• Task: Reproduce the listing below in full and without alteration, apart from its pictures.

• Image point annotation entries:
-- start --

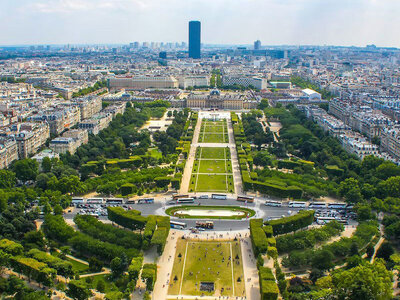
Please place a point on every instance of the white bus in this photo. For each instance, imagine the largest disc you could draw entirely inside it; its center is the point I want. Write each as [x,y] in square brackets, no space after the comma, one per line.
[337,205]
[273,203]
[177,225]
[317,205]
[185,200]
[77,200]
[297,204]
[94,201]
[218,196]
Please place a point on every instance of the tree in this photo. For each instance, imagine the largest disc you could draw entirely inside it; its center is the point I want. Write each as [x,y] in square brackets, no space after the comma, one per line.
[385,251]
[46,165]
[26,169]
[117,267]
[322,260]
[366,281]
[58,210]
[7,179]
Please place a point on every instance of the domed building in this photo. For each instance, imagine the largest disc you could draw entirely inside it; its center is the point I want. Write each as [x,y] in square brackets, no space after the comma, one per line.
[216,99]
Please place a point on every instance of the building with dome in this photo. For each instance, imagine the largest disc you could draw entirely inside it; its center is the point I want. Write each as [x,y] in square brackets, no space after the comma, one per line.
[217,100]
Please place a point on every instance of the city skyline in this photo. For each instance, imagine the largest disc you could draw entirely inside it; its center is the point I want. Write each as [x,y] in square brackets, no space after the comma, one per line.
[289,22]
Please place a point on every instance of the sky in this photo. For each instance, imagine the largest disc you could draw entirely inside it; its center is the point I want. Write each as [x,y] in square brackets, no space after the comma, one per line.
[274,22]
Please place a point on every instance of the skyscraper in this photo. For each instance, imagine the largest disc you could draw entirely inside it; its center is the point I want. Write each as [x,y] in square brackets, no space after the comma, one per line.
[194,39]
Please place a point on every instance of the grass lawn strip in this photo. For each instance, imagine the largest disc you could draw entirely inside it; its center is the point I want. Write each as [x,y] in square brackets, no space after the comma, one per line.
[250,213]
[207,261]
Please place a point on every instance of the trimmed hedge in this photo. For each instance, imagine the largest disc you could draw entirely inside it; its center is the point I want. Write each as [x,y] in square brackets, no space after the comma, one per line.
[258,237]
[131,219]
[135,267]
[288,224]
[149,275]
[268,288]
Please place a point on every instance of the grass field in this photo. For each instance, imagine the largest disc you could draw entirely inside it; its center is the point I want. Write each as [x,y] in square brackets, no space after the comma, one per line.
[217,262]
[212,171]
[214,132]
[247,212]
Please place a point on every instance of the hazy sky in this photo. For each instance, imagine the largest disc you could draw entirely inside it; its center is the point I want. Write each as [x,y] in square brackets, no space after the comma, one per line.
[274,22]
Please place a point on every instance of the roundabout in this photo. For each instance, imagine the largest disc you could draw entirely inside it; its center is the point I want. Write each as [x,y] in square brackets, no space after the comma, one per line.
[210,212]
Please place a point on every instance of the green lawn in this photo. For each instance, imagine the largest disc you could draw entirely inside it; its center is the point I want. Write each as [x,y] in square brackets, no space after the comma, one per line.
[211,183]
[212,166]
[218,262]
[247,212]
[211,152]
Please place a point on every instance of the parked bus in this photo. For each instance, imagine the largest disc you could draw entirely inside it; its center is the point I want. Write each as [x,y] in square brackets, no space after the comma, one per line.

-- end --

• Task result:
Please place a point on every instance of the white bus in this photo. For each instance, imagine the largest disc you could draw entirely inside it; its center is the point I want. Write each as [x,y] in square brackets, no space after the comma, one per line.
[337,205]
[273,203]
[177,225]
[317,205]
[185,200]
[77,200]
[297,204]
[94,201]
[218,196]
Please place a point on every instance of the tree in this photo. For each instance, imagine the largest disc you could draw entirely inside it; its center is the point I want. Write each as [x,y] in square brackets, no space after the comma, one per line.
[385,251]
[46,165]
[26,169]
[117,267]
[322,260]
[366,281]
[58,210]
[7,179]
Please place a point on every instance of the domed building in this photo. For each instance, imagine the largest disc you could draw entirely inside it; its center is the point I want. Write each as [x,y] in square brackets, no space after the comma, one per line.
[216,99]
Please place a point on every instance of the building with dome in this photo. For each instance, imagine the largest disc you could draw entirely inside it; its center is the point I want. Write each as [x,y] in square brackets, no space after the comma, one per line.
[217,100]
Please place a point on every instance of the city skyline in this photo. For each instance, imagine the largest disc you could draw entirely inside it; its center is the point I want. Write each as [x,y] in square brackets, no space after the comma, one per line.
[289,22]
Please place a point on every instance of the sky in this photo. For each instance, imagine the largest disc you could draw entirely inside it; its center is the point I want. Write each as [x,y] in square brackets, no space after the comma, one per line.
[274,22]
Please place a point on every instance of the skyscraper in this photo. For each instance, imagine the largest disc you could draw entirely inside it; its center is the point I want. Write each as [x,y] in square brackets, no space after the comma, one per line.
[194,39]
Please place a point on every instance of the grass lawn strip in this photo. For each instance, imagine the largest disc you could draw entirely inside it; its center is the point I want. Write each as [x,y] in square brackets, no space after the comma, one per line.
[250,213]
[207,261]
Please place a point on every instance of the trimmed hedge in this photo. For each instance, imagine the largest disc you could draw entirely inside it; its center is the point I want. Write each as [x,y] in square brackets, no space after the comma, one per line.
[258,237]
[131,219]
[135,267]
[288,224]
[149,275]
[268,288]
Please place a point on every instance of the grass field in this photo. For each instance, imagine the largest disc you could draw entirely inside it; its center is the point I want. Write each as [x,y] in square brackets, no space after the comma, one per line.
[217,262]
[212,171]
[214,132]
[247,212]
Please place a point on every instance of the hazy sky in this photo. For each instance, imagine the largest disc you could draw entirely inside it; its center is the point I want. Write each as [x,y] in square brackets, no space after the comma, one per line.
[274,22]
Please place a point on every instance of the roundabout in this photo. For each instance, imagine the largest disc you could draw entirely inside it; its center is the point I want. Write each as [x,y] in square brackets, no space after the comma, one per line.
[210,212]
Please place a point on every instance of the green lawn in this photo. For each instance, imagine the largest disc you could draw entirely inside it; its center is the point I want. Write each as [x,y] in square brackets, no space after the comma, one per line.
[211,183]
[212,166]
[218,262]
[247,212]
[211,152]
Please place a point on every instance of the parked bus in this photo. For each instance, imagine the largest disc you could draw entirely inside it; its center is the point I want. Write each as [x,y] in square brackets, no space after the comma, one per line.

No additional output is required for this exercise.